Written instruction: Please transcribe the records precisely; pictures stay out of your copy.

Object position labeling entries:
— START —

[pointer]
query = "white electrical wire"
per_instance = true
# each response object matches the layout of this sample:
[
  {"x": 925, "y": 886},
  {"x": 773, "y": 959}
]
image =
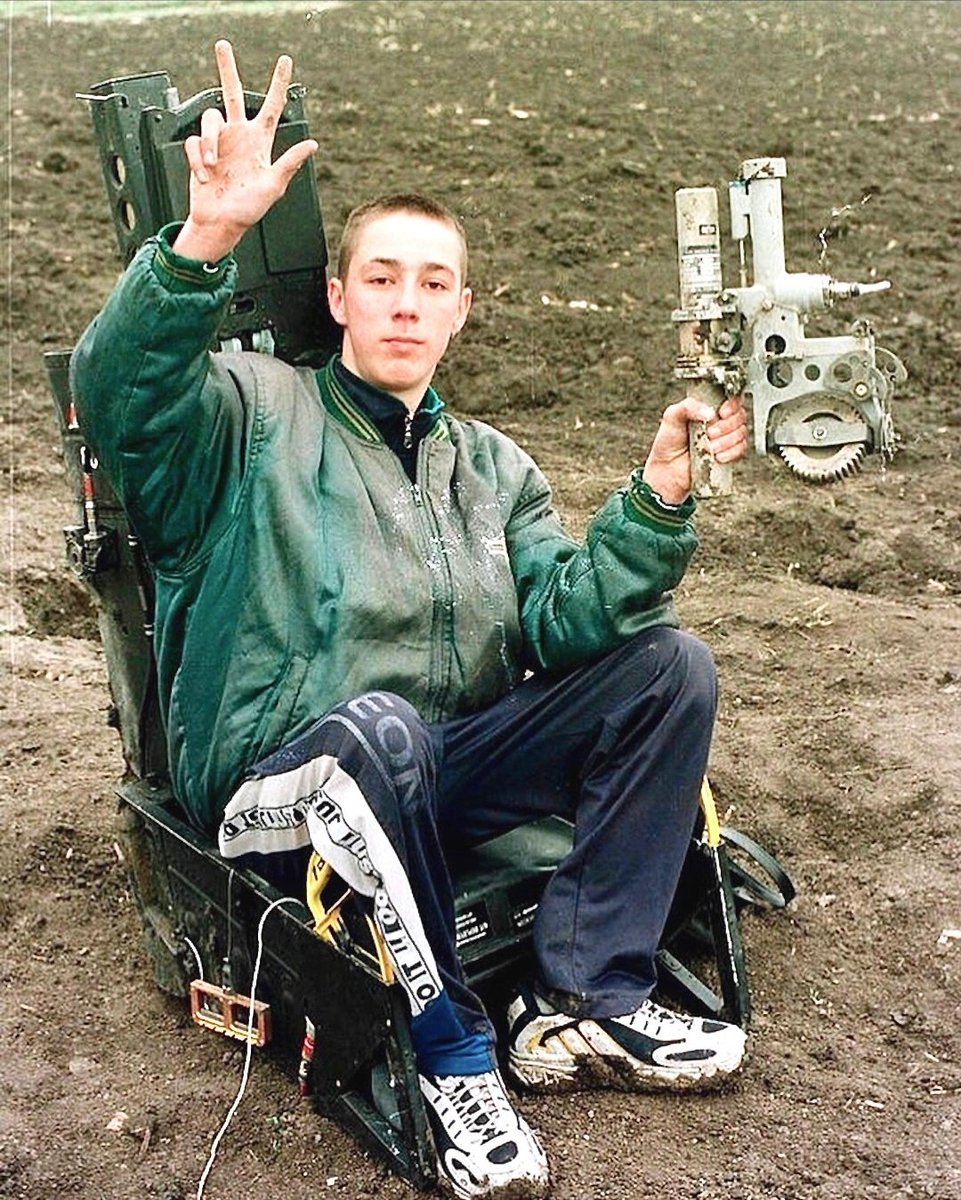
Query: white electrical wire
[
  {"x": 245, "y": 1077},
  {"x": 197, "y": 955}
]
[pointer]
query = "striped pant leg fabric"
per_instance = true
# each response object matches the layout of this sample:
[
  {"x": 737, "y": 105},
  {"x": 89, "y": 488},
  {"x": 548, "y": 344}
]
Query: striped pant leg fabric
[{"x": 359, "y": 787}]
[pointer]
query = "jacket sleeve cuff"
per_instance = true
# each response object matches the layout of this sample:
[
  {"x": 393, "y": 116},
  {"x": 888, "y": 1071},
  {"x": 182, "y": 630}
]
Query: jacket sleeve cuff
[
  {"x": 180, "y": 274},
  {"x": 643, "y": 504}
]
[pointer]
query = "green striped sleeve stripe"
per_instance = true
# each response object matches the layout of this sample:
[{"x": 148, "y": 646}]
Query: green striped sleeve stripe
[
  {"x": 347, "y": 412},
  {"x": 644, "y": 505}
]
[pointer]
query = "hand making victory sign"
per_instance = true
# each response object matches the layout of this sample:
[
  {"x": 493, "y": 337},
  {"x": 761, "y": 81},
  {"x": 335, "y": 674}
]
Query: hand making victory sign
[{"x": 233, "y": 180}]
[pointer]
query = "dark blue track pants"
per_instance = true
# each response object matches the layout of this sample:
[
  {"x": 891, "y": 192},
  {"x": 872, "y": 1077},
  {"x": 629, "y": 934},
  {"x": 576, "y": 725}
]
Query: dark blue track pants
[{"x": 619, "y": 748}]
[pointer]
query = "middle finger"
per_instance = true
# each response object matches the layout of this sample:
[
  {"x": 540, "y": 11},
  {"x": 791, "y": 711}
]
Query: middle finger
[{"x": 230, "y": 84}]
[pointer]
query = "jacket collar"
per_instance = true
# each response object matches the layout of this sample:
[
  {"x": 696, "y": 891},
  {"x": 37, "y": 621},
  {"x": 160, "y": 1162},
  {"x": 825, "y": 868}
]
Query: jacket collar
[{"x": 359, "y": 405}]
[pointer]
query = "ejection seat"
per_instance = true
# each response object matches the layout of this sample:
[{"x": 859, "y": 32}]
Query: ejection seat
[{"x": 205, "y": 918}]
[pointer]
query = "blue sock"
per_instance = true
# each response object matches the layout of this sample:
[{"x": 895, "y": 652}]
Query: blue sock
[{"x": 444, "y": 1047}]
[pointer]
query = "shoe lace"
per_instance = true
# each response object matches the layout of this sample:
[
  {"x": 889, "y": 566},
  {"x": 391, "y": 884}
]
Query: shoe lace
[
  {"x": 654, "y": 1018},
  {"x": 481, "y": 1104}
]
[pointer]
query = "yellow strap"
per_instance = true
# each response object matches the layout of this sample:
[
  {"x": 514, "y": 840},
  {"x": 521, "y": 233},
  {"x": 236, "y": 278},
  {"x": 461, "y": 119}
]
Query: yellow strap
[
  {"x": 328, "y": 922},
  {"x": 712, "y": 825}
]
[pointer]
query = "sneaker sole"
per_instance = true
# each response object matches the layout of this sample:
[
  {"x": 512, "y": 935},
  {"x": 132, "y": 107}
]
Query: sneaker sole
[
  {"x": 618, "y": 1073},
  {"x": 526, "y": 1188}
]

— END —

The output:
[pointer]
query = "white electrical wire"
per_instance = true
# each response object matches the layout of this sample:
[
  {"x": 925, "y": 886},
  {"x": 773, "y": 959}
]
image =
Query: white electrical wire
[
  {"x": 245, "y": 1077},
  {"x": 197, "y": 955}
]
[pointer]
query = "striped pant leg fabric"
per_instance = true
# each response object matches the layout of this sample:
[
  {"x": 737, "y": 105},
  {"x": 89, "y": 488},
  {"x": 548, "y": 344}
]
Query: striped pant leg fabric
[{"x": 359, "y": 787}]
[pointer]
query = "jacket sleeve cuff"
per_instance = true
# each response object matches the layout of this sample:
[
  {"x": 393, "y": 116},
  {"x": 888, "y": 1071},
  {"x": 182, "y": 630}
]
Query: jacket sleeve cuff
[
  {"x": 180, "y": 274},
  {"x": 643, "y": 504}
]
[pointer]
query = "green striped sleeve stripe"
per_instance = true
# each response object matches the layout of this sample:
[{"x": 148, "y": 646}]
Query: green striped sleeve stripe
[
  {"x": 347, "y": 412},
  {"x": 644, "y": 505}
]
[pointer]
query = "hand making victory sign"
per_instance = true
# each response object matches the layout of this sample:
[
  {"x": 493, "y": 337},
  {"x": 761, "y": 81},
  {"x": 335, "y": 674}
]
Query: hand making victory sign
[{"x": 233, "y": 180}]
[pointer]
query = "dark blue track pants"
per_instance = true
# each response object matches the layout of this sample:
[
  {"x": 891, "y": 192},
  {"x": 872, "y": 1077},
  {"x": 629, "y": 934},
  {"x": 576, "y": 725}
]
Query: dark blue track pants
[{"x": 619, "y": 748}]
[pointer]
query = "middle finger"
per_instance = true
# each response object matches the layout of this sample:
[
  {"x": 540, "y": 11},
  {"x": 791, "y": 711}
]
Query: middle finger
[{"x": 230, "y": 84}]
[pointer]
query = "jacket collar"
per_instance = true
# each response object matches the layout of this sample:
[
  {"x": 696, "y": 891},
  {"x": 37, "y": 621},
  {"x": 160, "y": 1162},
  {"x": 825, "y": 868}
]
Query: jacket collar
[{"x": 359, "y": 405}]
[pointer]
query = "ejection seat"
per_instance = true
# each response object matches the layout of this sample:
[{"x": 859, "y": 32}]
Query: ejection seat
[{"x": 205, "y": 918}]
[pointer]
query = "blue sock"
per_instance = true
# each response object matches the layout of this sample:
[{"x": 895, "y": 652}]
Query: blue sock
[{"x": 444, "y": 1047}]
[pointer]
query = "shoe lace"
per_instance = true
# each response object matches the layout of this sample:
[
  {"x": 889, "y": 566},
  {"x": 391, "y": 884}
]
Query: shoe lace
[
  {"x": 654, "y": 1018},
  {"x": 481, "y": 1104}
]
[pointer]
query = "yellow strap"
per_instance = true
# each response object matches the layout of this sample:
[
  {"x": 514, "y": 840},
  {"x": 521, "y": 233},
  {"x": 236, "y": 278},
  {"x": 461, "y": 119}
]
Query: yellow strap
[
  {"x": 328, "y": 922},
  {"x": 712, "y": 825}
]
[pointer]
query = "sneaker sole"
per_instance = true
# each response object matches the layout of this sample:
[
  {"x": 512, "y": 935},
  {"x": 132, "y": 107}
]
Query: sneaker sole
[
  {"x": 618, "y": 1073},
  {"x": 526, "y": 1188}
]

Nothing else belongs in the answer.